WORK INSTRUCTIONS :: Print the full listing exactly.

━━━━━━

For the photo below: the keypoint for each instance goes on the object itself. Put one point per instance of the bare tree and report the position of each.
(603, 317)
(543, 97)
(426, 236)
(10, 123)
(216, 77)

━━━━━━

OUTPUT FOR THIS EXERCISE ::
For the photo below: the keypoint for each instance goes on the object itself. Put one point per instance of the bare tree and report the position of each.
(603, 317)
(543, 97)
(426, 236)
(10, 123)
(216, 77)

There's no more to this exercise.